Exercise details – Of the material below, the lines to be retyped are those from the line containing "For every instance of the ribbed" through the line containing "For every instance of the small", inclusive; reproduce them exactly.

Data records –
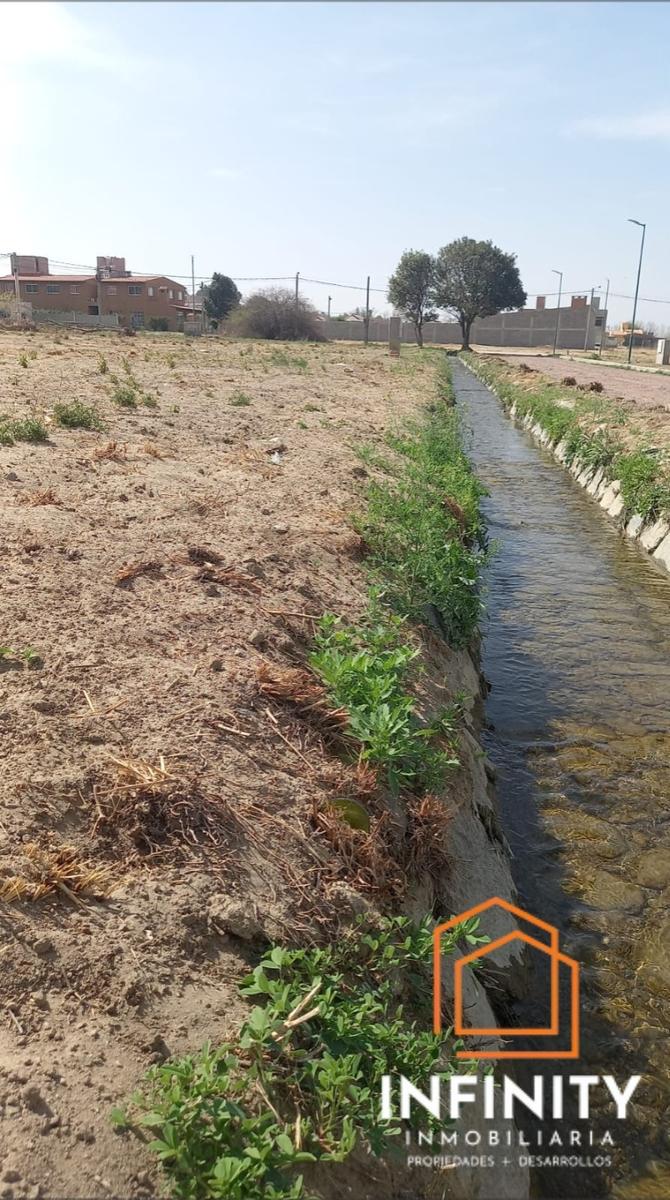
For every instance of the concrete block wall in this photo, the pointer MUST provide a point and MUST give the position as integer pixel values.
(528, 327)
==
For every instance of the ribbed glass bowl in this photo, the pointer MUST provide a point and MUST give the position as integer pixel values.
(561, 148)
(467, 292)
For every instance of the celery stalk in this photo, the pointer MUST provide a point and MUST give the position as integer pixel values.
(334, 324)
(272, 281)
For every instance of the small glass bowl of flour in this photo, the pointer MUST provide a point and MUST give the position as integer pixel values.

Exercise solution –
For every instance of the ribbed glass bowl in this photo, the pointer MUST provide a point and MUST give the position as integer pixel values.
(561, 148)
(467, 292)
For every instance of the celery stalk in this photo, the pointer MUST provide a point and MUST give the position as integer pixel values.
(334, 324)
(272, 281)
For every instance of the small glass bowl of flour in this photo, the pointer MUST provide a point and MUST give the position as integer pixel values.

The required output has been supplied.